### EXTRACT PROVIDED
Segment Open
Along with our Draughtsman was his more famous cousin The Chess Player (sometimes called ‘The Turk’ because of his garb), a replication of the original automaton by Wolfgang Von Kepeler in 1769, which ‘played’ chess with prominent figures across Europe, and which was eventually revealed as a fraud, manned by skilled, even famous chess players hidden from view yet operating the Chess Player’s mechanical arms (I’m not entirely clear how they did this).

The Draughtsman Writer, however, needs no human intervention, except perhaps for a key to be wound up so that the Draughtman’s profoundly intricate gears, hidden in the Draughtsman’s desk, can begin turning, then a human hand to place the paper that with Draughtsman will fill with his exquisitely intricate drawings and poems. From the exhibit notes:

Maillard hid the mechanics of the Draughtsman Writer in a cabinet rather than the figure. This allowed for larger machinery and greater memory than in earlier efforts . . . an unprecedented three poems and four drawings are drawn by the figure, through a technology that foretold the computer.
Segment Closed
### WORK TASK A
From the automaton passage, echo word for word the stretch from "Maillard hid the" through "foretold the computer.".
### WORK TASK B
In the automaton passage, where did Maillard hide the mechanics of the Draughtsman Writer?
### WORK TASK C
Go on with the automaton passage, starting after its final sentence.

### Point localization data
Segment Open
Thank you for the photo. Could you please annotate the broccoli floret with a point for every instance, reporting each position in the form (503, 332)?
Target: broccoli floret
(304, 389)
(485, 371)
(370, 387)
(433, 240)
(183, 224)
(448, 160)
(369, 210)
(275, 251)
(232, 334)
Segment Closed
### EXERCISE RESULT A
Maillard hid the mechanics of the Draughtsman Writer in a cabinet rather than the figure. This allowed for larger machinery and greater memory than in earlier efforts . . . an unprecedented three poems and four drawings are drawn by the figure, through a technology that foretold the computer.

### EXERCISE RESULT B
In a cabinet rather than in the figure.

### EXERCISE RESULT C
Incredibly, when Pittsburgh’s Franklin Institute received the automaton in 1928, it was so damaged by the fire in the warehouse where it had been stored, they had no idea it was an automaton. They knew it had some mechanical function but, since it was in pieces, they had no idea what that function was. They didn’t even known the name of the inventor.

I was instantly captivated by the Draughtsman Writer. In part it was the instance of an early robot. No uncanny valley here – the automaton is only half-formed (many of its panel, its ‘skin’ possibly lost in the fire), with a young man’s dummy head, yet none of the creepiness we associate with a ventriloquist’s dummy. This is a benign, contemplative figure, eyes focused downward on its task, its transparently mechanical arm composed of brass strips, an almost human hand holding a pen, tracing delicate lines across the page fitted into the Draughtsman’s desk. As one of the curators says:

Normally we think of robots moving in very mechanical ways, very jerky movements. This machine is by far the most elegant in its movements.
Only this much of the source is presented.